To be done — Copy every line of the data below that contains the string "parking". Case counts when matching.

Material for this task —
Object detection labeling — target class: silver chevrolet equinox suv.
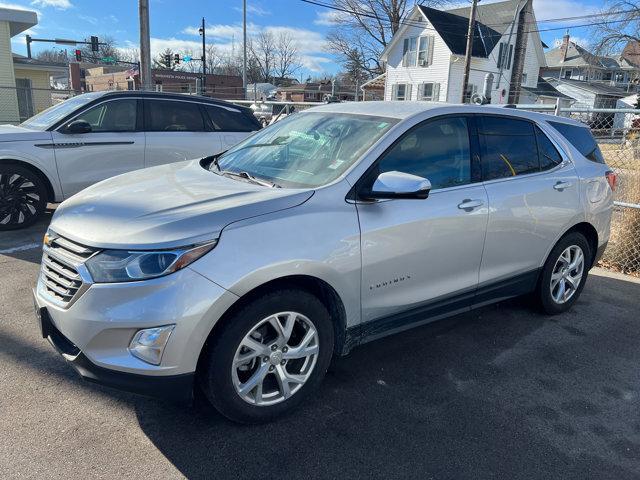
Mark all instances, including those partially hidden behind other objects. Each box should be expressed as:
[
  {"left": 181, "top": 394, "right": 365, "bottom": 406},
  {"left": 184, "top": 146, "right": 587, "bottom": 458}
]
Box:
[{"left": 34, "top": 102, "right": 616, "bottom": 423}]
...
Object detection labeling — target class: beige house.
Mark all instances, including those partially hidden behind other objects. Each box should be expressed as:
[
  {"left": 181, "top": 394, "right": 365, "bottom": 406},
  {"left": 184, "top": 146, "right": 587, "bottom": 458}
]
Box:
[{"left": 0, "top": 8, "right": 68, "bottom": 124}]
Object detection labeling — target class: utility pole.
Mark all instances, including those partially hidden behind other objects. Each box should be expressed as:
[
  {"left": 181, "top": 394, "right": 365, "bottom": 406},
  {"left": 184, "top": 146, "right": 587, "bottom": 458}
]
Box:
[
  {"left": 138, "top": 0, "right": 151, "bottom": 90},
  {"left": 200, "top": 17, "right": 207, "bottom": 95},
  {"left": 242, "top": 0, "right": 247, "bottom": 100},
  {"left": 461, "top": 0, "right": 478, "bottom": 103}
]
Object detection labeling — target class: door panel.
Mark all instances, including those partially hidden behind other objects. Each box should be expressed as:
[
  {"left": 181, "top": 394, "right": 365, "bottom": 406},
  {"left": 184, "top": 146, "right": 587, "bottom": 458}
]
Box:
---
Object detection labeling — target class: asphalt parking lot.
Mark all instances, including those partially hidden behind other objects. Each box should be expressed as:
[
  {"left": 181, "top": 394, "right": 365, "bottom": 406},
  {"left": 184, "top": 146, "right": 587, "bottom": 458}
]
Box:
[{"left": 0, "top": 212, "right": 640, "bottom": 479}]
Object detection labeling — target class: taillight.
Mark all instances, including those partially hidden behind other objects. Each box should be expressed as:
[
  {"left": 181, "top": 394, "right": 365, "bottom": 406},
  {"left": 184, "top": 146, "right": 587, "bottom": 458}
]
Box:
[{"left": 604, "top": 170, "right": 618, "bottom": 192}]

Written answer —
Object detection labeling — target class: asphalt parking lot.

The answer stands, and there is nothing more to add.